[Collection entries]

----

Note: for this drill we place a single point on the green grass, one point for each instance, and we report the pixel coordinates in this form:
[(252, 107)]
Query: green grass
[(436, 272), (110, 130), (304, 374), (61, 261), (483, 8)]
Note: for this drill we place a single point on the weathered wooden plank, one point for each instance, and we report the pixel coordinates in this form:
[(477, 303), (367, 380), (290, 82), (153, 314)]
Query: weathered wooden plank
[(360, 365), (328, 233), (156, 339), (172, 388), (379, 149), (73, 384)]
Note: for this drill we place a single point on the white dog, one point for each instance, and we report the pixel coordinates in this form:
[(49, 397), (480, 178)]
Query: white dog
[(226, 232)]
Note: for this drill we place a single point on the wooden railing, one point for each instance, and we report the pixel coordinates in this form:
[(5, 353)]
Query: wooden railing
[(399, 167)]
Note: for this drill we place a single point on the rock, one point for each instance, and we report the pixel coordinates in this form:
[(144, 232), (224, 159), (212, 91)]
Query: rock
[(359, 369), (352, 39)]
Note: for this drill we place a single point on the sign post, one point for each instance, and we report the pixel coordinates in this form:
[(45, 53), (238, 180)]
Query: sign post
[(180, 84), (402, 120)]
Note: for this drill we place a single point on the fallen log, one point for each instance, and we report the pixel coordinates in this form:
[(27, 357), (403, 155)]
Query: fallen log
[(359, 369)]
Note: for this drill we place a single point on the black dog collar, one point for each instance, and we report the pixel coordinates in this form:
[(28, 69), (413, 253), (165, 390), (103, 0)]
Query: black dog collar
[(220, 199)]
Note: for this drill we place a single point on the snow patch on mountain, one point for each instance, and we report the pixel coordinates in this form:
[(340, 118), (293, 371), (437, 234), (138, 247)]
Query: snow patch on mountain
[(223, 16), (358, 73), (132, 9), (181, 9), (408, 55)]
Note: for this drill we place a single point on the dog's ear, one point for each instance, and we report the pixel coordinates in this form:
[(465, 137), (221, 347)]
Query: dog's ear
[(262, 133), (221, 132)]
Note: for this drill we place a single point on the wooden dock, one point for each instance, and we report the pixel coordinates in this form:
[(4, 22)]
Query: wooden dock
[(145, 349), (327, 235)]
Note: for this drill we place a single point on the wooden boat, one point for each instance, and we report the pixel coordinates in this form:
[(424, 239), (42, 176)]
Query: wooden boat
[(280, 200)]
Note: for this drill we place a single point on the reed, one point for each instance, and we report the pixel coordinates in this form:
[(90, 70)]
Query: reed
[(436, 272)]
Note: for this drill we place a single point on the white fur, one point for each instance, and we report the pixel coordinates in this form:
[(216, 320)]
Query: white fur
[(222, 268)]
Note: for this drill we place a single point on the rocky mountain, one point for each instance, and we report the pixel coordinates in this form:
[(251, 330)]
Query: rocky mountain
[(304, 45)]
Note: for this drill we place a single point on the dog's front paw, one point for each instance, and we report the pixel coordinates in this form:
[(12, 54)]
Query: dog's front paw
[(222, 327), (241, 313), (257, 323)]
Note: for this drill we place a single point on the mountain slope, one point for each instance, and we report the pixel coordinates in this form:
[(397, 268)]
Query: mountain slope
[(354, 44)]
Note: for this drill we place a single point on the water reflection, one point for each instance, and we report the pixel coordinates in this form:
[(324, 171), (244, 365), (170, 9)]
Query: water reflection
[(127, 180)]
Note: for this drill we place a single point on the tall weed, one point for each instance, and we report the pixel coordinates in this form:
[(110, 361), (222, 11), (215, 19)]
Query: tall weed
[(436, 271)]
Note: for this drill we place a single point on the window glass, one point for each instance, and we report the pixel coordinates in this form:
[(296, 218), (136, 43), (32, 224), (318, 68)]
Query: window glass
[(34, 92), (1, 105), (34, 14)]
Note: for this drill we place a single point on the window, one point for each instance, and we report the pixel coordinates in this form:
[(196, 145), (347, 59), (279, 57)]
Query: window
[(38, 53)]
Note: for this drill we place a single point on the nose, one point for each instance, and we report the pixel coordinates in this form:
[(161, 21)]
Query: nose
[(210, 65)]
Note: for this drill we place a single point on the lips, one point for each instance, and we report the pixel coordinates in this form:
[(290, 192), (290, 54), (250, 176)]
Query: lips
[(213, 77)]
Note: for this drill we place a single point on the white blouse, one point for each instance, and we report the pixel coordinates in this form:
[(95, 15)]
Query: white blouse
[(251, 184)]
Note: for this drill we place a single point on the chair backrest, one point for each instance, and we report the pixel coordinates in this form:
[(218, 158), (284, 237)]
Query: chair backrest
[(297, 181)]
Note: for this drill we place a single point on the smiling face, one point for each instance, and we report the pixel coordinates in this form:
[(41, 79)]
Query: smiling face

----

_Try it_
Each entry must be retyped exactly as it was written above.

_Task answer_
Note: for this drill we place a single point on the green grass, one point for each instance, and we report the pixel coordinates in this form:
[(252, 107)]
Query: green grass
[(436, 272), (110, 130), (304, 374), (61, 261), (483, 8)]
Note: for this drill we place a single point on the weathered wooden plank, one point for each instance, and we report the pixel coordinates in this form:
[(477, 303), (367, 380), (290, 82), (153, 314)]
Query: weathered wooden plank
[(360, 365), (328, 233), (156, 339), (172, 388), (379, 149), (73, 384)]
Note: for this drill we place a single point on the white dog, one point for each instance, and we report the pixel coordinates in this form:
[(49, 397), (480, 178)]
Query: white dog
[(226, 232)]
Note: for this drill we place a single point on the wooden railing, one point for each instance, and we report the pixel coordinates in this form:
[(5, 353)]
Query: wooden railing
[(399, 167)]
Note: for this drill we place a single point on the rock, one point for each instance, and we report the pixel coordinates in this form:
[(144, 232), (224, 159), (212, 91)]
Query: rock
[(359, 369), (352, 39)]
Note: for this drill we place a single point on the sign post, one point for each instance, and we report the pixel coordinates in this form:
[(45, 53), (238, 180)]
Query: sign post
[(180, 84), (402, 120)]
Note: for this drill we place a single point on the fallen log, one point for each instance, and we report the pixel coordinates in this form:
[(27, 357), (403, 155)]
Query: fallen log
[(359, 369)]
Note: for this drill we place a single point on the black dog collar, one point for each instance, and we report the pixel coordinates in this form:
[(28, 69), (413, 253), (165, 390), (103, 0)]
Query: black dog collar
[(220, 199)]
Note: for this drill we place a single point on the snow patch on mountain, one point for each instance, and we report the pixel coordinates in this form:
[(340, 118), (293, 371), (437, 234), (138, 247)]
Query: snow patch on mountain
[(223, 16), (358, 73), (132, 9), (181, 9), (408, 55)]
Note: for this drill we place a single point on the dog's ear, one point for each instance, and we report the pixel coordinates in this form:
[(465, 137), (221, 347)]
Query: dog's ear
[(262, 133), (221, 132)]
Note: for this drill we place a single point on the wooden dock, one point for each instance, and we report the pixel coordinates in this form:
[(4, 22)]
Query: wooden dock
[(145, 349), (327, 235)]
Note: for this drill we place a single point on the wooden boat, one point for each instance, and we report the pixel coordinates in this form:
[(424, 239), (42, 176)]
Query: wooden boat
[(280, 200)]
Note: for this drill we place a single point on the reed, one point for each instance, and we report the pixel coordinates in this form:
[(90, 70)]
Query: reed
[(436, 272)]
Note: for this drill we place a single point on the white fur, one point for each instance, and we report the pixel coordinates in this form:
[(216, 320)]
Query: white fur
[(222, 268)]
Note: for this drill we place a single point on the rocky mountain, one point for each instance, and we report the pixel coordinates in this form:
[(251, 330)]
Query: rocky mountain
[(304, 45)]
Note: for this drill we place a single point on the dog's front paw, one point for each instance, and we report the pixel coordinates in this form:
[(12, 54)]
Query: dog's front paw
[(222, 327), (241, 313), (257, 323)]
Note: for this drill we place a single point on the mountain slope, one point for each instance, and we report the pixel coordinates in this form:
[(397, 268)]
Query: mountain slope
[(354, 44)]
Note: for this drill we place a single point on the water reflection, one point for each instance, and we report the pixel coordinates in this form:
[(324, 171), (244, 365), (170, 9)]
Query: water reflection
[(127, 180)]
Note: for this drill we place a single point on the tall weed, one point for each instance, and we report the pixel coordinates in this form:
[(110, 361), (222, 11), (215, 19)]
Query: tall weed
[(436, 271)]
Note: for this drill we place a single point on the window glass, one point for each instance, and we report the pixel coordinates in this form:
[(296, 218), (136, 43), (32, 224), (318, 68)]
Query: window glass
[(34, 92), (1, 105), (34, 14)]
Note: for this drill we place a single point on the window, one point for each instance, and we report the pixel coordinates in this form:
[(196, 145), (347, 59), (279, 57)]
Query: window
[(38, 53)]
Note: for this drill we place a single point on the nose, one point for each instance, and we report the pixel coordinates in this form:
[(161, 21)]
Query: nose
[(210, 65)]
Note: for this drill we place a single point on the lips, one point for each instance, and we report the pixel coordinates in this form:
[(290, 192), (290, 54), (250, 176)]
Query: lips
[(213, 77)]
Note: for this drill we place a single point on the white blouse, one point for each instance, and we report the pixel coordinates in this form:
[(95, 15)]
Query: white blouse
[(251, 184)]
Note: for this drill we place a single point on the chair backrest, one point for each instance, and we report the pixel coordinates in this form:
[(218, 158), (284, 237)]
Query: chair backrest
[(297, 181)]
Note: for this drill we place a single point on the smiling face, one point for each instance, and we report the pixel coordinates in this form:
[(41, 79)]
Query: smiling face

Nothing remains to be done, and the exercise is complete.